● Passage
Thales has achieved its first sales contract for the Gecko solution within the civil domain. The solution will detect and identify small-size drones for the civil airspace of a South-East Asian country.

The contract includes the Gecko solution, Squire radars and various thermal cameras. The Gecko solution is required to be in operation before the end of 2016

The purpose of the project is to provide various deployable posts for the detection and identification of small-size drones. A local control post for each deployable post will be provided, as well as a centralised control post. The contract integrates the Gecko optronic solution, Squire radars and various thermal cameras. The client will use this solution, provided by Thales, in public events to monitor different urban areas and, especially, to control the use of drones.

The Thales Gecko is developed in Spain and has dual application, both civil and military. It is based upon an optronic solution that employs Thales’s long-range infrared Suzie camera. It is a fully Spanish product development with dual application, both civil and military. The solution will have the flexibility to be deployed in different places over a period of several weeks and will tackle today’s challenge of detecting small-size drones in the civil airspace.

● Exercise A
For each statement below, answer yes or no according to the drone-detection passage, and quote the passage's deciding words verbatim. (i) The Gecko solution was developed in Spain. (ii) The contract provides only local control posts, with no centralized control post. (iii) The solution uses a long-range infrared camera made by Thales.
The listing has no connection to the drone-detection passage.

● Material supplied
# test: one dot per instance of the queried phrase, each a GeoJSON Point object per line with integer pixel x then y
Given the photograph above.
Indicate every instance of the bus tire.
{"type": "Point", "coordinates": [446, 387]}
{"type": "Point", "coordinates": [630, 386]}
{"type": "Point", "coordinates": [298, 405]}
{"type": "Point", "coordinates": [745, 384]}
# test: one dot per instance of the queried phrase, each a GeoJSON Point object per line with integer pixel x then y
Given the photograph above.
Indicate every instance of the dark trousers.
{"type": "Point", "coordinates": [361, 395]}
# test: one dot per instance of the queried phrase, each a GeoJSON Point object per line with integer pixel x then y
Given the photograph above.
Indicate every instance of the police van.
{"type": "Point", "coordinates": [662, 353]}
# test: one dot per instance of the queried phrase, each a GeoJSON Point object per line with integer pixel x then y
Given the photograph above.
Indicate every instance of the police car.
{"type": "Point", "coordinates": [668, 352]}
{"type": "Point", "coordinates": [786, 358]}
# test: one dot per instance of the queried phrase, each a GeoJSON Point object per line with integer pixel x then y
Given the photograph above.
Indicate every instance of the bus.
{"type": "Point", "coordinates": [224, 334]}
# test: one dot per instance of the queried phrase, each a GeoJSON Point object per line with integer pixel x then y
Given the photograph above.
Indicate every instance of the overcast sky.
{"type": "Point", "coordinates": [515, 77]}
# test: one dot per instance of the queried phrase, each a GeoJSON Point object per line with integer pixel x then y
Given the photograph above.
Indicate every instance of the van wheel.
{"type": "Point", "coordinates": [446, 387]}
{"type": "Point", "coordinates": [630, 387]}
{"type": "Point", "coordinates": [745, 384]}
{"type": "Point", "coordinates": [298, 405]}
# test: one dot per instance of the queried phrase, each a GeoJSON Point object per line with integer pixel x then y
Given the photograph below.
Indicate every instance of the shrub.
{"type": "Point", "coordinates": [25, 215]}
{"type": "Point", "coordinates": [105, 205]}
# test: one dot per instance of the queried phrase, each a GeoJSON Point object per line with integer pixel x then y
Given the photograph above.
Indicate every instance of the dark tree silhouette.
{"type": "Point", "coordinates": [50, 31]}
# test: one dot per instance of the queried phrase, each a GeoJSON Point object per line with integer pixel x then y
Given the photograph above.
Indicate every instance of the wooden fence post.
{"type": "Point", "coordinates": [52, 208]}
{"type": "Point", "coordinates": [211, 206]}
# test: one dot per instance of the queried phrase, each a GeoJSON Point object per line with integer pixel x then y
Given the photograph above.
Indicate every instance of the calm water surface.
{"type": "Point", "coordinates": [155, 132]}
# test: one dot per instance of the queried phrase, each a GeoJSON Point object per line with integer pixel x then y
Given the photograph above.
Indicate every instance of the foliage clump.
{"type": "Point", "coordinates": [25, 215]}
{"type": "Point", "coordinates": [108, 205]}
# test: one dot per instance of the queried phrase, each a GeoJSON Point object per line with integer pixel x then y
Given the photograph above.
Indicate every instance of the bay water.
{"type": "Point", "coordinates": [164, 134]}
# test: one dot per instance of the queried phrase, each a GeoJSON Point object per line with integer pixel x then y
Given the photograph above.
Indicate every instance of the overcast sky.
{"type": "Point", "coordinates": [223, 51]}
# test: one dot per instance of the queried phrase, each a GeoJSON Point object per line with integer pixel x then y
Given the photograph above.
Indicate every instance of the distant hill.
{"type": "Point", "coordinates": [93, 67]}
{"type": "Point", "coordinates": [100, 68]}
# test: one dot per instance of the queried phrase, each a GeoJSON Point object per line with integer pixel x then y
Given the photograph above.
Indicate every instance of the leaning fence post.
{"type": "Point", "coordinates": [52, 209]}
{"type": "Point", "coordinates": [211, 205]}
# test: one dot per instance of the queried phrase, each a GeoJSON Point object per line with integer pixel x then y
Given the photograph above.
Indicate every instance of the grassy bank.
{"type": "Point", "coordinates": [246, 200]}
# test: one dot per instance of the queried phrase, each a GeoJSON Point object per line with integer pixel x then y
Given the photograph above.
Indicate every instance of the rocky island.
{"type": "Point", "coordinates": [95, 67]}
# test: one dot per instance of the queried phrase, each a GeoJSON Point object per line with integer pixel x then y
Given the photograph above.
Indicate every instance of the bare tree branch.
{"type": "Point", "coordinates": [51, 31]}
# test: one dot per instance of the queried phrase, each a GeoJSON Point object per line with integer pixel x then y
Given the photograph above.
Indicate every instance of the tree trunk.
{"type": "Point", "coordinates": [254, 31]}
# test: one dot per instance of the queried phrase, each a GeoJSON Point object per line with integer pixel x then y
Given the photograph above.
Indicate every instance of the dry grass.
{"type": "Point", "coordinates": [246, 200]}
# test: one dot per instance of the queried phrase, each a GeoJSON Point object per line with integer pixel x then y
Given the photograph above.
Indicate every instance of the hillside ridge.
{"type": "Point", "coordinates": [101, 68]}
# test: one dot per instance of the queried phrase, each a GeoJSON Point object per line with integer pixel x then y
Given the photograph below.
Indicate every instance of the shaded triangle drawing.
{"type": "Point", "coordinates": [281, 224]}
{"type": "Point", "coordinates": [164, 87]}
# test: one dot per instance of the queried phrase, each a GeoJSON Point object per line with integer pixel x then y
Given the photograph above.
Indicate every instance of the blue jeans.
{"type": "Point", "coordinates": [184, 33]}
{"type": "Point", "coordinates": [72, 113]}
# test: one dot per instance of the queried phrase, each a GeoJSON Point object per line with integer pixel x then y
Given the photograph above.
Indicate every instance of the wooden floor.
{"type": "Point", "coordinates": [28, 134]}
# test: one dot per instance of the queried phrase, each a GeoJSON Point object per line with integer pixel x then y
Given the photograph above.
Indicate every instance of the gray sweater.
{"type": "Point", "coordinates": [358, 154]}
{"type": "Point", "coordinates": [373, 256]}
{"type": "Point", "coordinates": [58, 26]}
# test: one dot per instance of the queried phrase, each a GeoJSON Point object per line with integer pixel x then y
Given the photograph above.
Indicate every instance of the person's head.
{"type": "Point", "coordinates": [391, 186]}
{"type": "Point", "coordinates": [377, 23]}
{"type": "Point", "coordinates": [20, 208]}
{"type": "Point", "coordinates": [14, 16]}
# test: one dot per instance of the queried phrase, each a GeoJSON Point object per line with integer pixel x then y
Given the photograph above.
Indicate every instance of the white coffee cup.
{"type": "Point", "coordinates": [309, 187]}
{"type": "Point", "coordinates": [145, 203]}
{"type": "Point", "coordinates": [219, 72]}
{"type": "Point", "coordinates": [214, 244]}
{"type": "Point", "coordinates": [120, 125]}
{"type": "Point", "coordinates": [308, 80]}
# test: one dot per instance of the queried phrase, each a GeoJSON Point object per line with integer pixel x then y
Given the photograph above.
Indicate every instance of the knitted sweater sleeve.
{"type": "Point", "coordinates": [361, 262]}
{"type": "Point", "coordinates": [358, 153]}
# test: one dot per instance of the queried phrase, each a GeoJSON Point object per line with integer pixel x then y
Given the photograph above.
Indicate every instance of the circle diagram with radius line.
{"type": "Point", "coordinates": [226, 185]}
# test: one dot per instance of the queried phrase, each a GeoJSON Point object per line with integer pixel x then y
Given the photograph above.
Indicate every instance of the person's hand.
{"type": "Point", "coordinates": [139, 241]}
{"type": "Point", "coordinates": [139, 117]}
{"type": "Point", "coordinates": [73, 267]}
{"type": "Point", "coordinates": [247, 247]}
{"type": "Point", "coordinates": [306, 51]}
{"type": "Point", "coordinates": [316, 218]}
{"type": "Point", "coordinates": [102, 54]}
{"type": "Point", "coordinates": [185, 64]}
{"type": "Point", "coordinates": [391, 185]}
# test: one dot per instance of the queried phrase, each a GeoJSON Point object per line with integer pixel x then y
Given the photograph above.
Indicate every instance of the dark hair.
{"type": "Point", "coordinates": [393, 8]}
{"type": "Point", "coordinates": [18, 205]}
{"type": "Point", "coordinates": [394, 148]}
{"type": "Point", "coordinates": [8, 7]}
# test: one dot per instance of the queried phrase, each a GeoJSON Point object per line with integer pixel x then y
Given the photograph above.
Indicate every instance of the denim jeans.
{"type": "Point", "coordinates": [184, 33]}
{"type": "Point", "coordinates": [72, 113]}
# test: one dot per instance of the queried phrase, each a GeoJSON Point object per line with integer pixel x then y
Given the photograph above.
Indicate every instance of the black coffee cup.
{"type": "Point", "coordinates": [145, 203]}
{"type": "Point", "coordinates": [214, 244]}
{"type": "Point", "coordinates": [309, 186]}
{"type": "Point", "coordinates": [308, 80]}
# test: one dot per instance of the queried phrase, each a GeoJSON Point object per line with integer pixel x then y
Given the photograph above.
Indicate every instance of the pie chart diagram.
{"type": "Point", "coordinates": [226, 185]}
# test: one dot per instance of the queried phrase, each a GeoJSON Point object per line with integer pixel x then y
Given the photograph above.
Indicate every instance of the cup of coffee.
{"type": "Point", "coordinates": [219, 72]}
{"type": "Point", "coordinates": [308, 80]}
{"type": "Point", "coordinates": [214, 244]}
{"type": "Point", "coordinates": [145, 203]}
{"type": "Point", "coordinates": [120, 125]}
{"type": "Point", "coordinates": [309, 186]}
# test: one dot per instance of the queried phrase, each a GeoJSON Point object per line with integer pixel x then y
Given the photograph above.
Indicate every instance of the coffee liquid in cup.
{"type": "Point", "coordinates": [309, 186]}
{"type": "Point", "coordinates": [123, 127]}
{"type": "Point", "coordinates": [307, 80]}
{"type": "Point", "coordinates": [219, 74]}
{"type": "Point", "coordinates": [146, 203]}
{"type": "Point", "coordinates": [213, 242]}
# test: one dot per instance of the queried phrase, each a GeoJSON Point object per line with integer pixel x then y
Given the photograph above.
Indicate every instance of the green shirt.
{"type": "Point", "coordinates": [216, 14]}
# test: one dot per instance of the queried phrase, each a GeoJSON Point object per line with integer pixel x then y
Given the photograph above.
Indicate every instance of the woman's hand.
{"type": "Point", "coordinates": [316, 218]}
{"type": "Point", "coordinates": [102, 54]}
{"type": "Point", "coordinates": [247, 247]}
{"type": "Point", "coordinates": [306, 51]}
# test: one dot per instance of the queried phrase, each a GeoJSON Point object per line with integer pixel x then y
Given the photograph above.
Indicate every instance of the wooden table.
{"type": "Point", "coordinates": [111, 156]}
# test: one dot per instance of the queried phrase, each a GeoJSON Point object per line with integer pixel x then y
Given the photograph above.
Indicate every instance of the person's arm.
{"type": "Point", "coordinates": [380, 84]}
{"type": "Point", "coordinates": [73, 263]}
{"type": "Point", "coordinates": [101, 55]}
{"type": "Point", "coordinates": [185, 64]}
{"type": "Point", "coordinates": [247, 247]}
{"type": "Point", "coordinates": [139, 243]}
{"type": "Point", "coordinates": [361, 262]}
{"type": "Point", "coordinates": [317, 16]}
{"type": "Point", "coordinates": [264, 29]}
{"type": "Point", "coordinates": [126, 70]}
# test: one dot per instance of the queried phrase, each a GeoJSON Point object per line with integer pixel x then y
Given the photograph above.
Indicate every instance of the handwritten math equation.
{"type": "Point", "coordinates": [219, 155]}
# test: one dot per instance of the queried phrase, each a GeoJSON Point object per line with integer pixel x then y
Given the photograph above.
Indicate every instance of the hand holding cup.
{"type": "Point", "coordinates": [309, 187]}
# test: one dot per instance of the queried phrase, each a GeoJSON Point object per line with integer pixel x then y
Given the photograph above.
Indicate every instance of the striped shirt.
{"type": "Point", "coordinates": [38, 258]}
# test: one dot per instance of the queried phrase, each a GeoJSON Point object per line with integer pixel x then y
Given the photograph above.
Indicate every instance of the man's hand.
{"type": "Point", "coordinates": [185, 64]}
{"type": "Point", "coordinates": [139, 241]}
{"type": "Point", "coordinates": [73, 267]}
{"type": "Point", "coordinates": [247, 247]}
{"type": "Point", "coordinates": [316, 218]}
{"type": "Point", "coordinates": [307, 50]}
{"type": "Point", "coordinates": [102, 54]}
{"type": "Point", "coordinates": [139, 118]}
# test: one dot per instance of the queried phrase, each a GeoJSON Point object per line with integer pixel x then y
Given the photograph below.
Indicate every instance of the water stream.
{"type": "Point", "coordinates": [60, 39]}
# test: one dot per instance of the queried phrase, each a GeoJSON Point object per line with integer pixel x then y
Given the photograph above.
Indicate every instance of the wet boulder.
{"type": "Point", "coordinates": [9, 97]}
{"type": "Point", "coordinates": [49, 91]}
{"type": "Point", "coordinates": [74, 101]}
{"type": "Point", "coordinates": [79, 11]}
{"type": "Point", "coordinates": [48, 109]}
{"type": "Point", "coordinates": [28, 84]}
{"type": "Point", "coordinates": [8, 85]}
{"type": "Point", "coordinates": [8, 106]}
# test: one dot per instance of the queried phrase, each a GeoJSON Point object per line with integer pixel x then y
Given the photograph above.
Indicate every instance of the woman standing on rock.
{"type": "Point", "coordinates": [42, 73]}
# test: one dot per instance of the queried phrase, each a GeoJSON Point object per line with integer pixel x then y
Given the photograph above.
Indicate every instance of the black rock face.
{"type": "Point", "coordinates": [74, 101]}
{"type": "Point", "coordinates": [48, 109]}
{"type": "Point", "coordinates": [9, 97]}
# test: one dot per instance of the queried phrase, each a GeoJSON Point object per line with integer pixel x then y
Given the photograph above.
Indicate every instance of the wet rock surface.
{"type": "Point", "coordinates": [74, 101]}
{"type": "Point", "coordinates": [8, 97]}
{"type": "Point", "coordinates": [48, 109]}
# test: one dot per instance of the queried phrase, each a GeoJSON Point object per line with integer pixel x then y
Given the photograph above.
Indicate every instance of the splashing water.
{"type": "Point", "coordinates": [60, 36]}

● Exercise B
Find every line in the listing that contains the string "black". Case counts.

● Full response A
(i) Yes: "The Thales Gecko is developed in Spain"
(ii) No: "A local control post for each deployable post will be provided, as well as a centralised control post."
(iii) Yes: "It is based upon an optronic solution that employs Thales’s long-range infrared Suzie camera."

● Full response B
Indicate every instance of the black coffee cup.
Indicate every instance of the black rock face.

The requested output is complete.